## Passage shown
>>>
06 November 2011 ~ 0 Comentarios

Power and death

By Carlos Alberto Montaner

Asesinato Lincoln

(FIRMAS PRESS) Eight American presidents died while occupying the White House. Four fell victim to illness: William H. Harrison, Zachary Taylor, Warren Harding and Franklin D. Roosevelt. Four were murdered by gunfire: Abraham Lincoln, James Garfield, William McKinley and John F. Kennedy. Six almost died at the hands of madmen or criminals but were saved: Andrew Jackson, Teddy Roosevelt, Harry S. Truman, Richard Nixon, Gerald Ford and Ronald Reagan.

These huge political commotions did not disturb the running of the institutions. The vice presidents peacefully moved into the house of government, the bodies were solemnly buried, a few monuments were erected, a beautiful set of postage stamps was printed, a commemorative coin was minted, society dried its tears and went on its way. As if nothing had happened.

That’s the United States’ extraordinary contribution to contemporary history: the model of a State based on the law and the operation of the institutions, legitimized by the consent of the governed, where the weight of the people selected to direct it temporarily has little significance, even if we’re dealing with giants, such as Jefferson or Lincoln. The societies that have closely adhered to the American influence, truly submitting themselves to the rule of law, have achieved stability and continued progress.”
<<<
## Dataset content
>>>
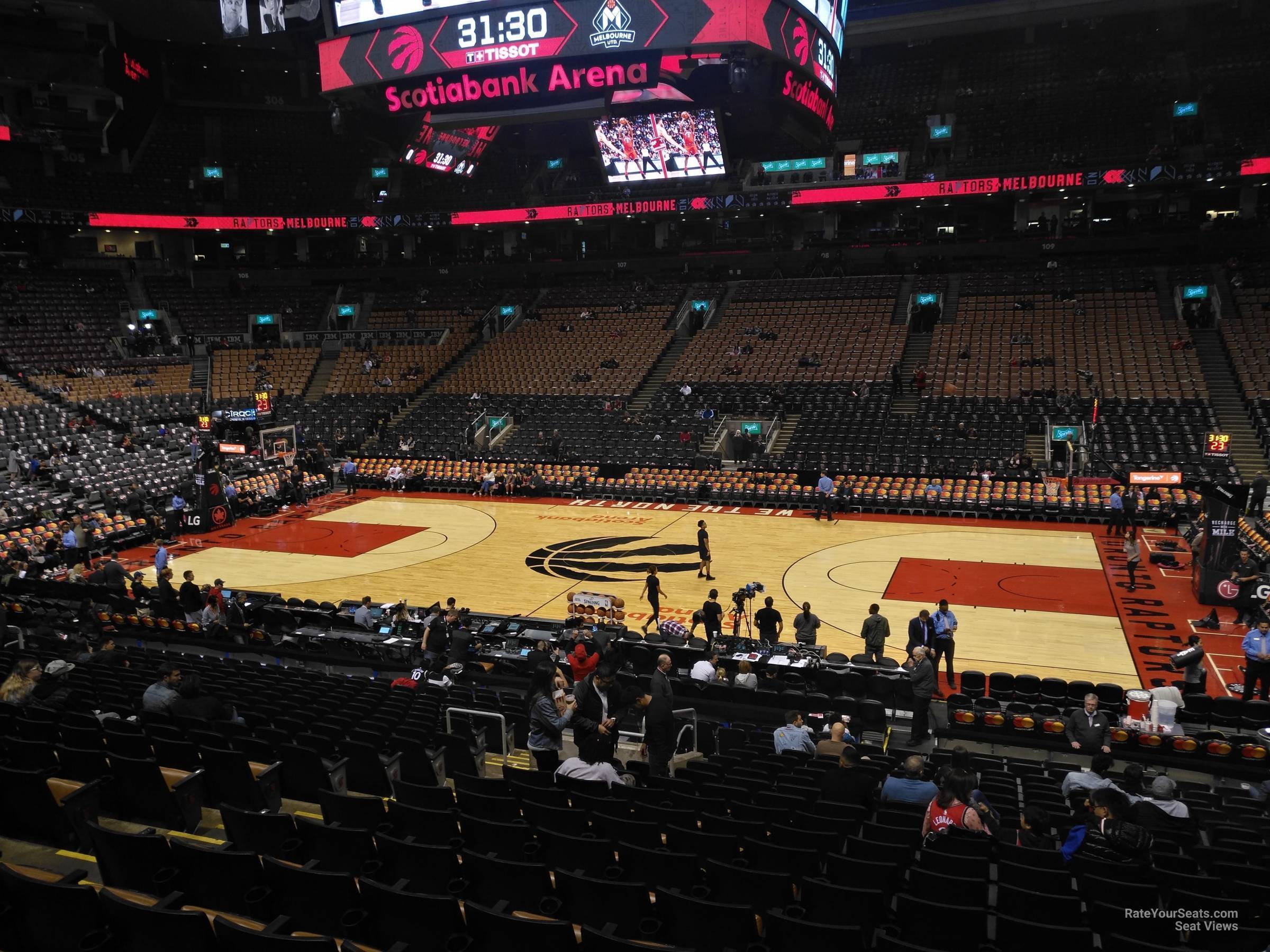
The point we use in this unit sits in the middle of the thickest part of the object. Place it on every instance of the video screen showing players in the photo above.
(656, 147)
<<<
## Questions
• 1. Duplicate the part of the article on power and death starting at "(FIRMAS PRESS) Eight" and ending at "and Ronald Reagan.".
• 2. List the presidents whom the article on power and death names as having fallen victim to illness while occupying the White House.

## Exercise solutions
• 1.
(FIRMAS PRESS) Eight American presidents died while occupying the White House. Four fell victim to illness: William H. Harrison, Zachary Taylor, Warren Harding and Franklin D. Roosevelt. Four were murdered by gunfire: Abraham Lincoln, James Garfield, William McKinley and John F. Kennedy. Six almost died at the hands of madmen or criminals but were saved: Andrew Jackson, Teddy Roosevelt, Harry S. Truman, Richard Nixon, Gerald Ford and Ronald Reagan.

• 2. William H. Harrison, Zachary Taylor, Warren Harding, Franklin D. Roosevelt